Start at the line that contains "compact form (482,346)." and stop after the line that contains "Query: toilet tank". Reproduce only those lines, substituting "pin" for every "marker" and leaving everything else unchanged.

──────── Dataset entries ────────

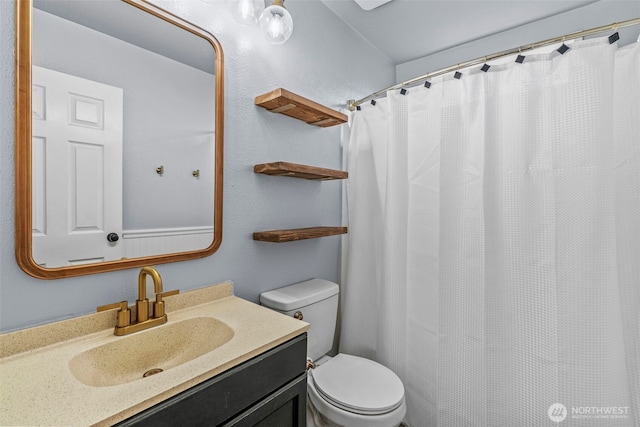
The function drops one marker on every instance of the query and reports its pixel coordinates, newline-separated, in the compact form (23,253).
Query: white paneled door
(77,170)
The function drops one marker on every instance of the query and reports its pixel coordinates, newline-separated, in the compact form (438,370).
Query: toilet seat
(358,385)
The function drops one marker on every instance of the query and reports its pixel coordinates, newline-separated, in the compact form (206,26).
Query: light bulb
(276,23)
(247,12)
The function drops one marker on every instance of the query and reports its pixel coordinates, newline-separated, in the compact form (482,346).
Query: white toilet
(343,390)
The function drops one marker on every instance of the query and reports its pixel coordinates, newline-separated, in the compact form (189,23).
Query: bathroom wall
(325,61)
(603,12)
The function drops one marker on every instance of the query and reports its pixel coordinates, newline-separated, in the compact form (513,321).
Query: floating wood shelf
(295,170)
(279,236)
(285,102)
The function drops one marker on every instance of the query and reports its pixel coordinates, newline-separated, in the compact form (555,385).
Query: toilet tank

────────
──────── Dataset entries ────────

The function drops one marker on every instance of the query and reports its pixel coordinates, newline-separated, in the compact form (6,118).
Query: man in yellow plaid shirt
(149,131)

────────
──────── Dataset entries ────────

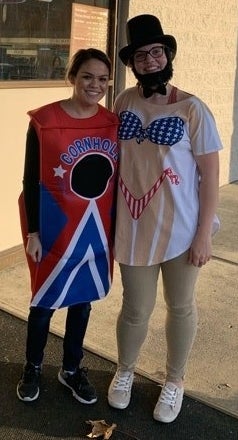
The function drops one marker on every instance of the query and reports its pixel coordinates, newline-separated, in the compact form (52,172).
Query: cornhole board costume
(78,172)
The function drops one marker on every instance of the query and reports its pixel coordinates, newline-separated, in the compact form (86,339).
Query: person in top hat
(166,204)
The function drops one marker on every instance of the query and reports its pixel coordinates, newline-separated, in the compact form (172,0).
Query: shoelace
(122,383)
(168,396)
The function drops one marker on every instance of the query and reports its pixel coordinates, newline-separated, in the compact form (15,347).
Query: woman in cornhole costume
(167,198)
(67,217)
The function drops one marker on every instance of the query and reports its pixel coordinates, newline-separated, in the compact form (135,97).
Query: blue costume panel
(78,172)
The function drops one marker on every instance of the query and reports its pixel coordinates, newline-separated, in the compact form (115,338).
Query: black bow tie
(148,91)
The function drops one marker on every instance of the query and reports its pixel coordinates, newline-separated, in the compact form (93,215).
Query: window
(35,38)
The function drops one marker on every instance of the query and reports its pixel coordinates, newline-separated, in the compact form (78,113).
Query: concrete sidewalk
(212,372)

────────

• Result of the exercise:
The function drops one pin on every instance of the query and reports its pixel coordinates, newline-separated, in the compact form (482,346).
Query: white toilet
(343,390)
The function drops one pin on every instance of the query and reports its pixel coordinates, newline-separated, in the compact form (189,23).
Query: bathroom wall
(325,61)
(603,12)
The function drops one pin on every instance of the query and reports its pixel coordinates, newline-separated, in the compact form (513,321).
Query: floating wood shelf
(295,170)
(279,236)
(285,102)
The function drops one pin on every instance of the query and reports its pixel coordinates, newline-separated, in the compact form (555,385).
Query: toilet tank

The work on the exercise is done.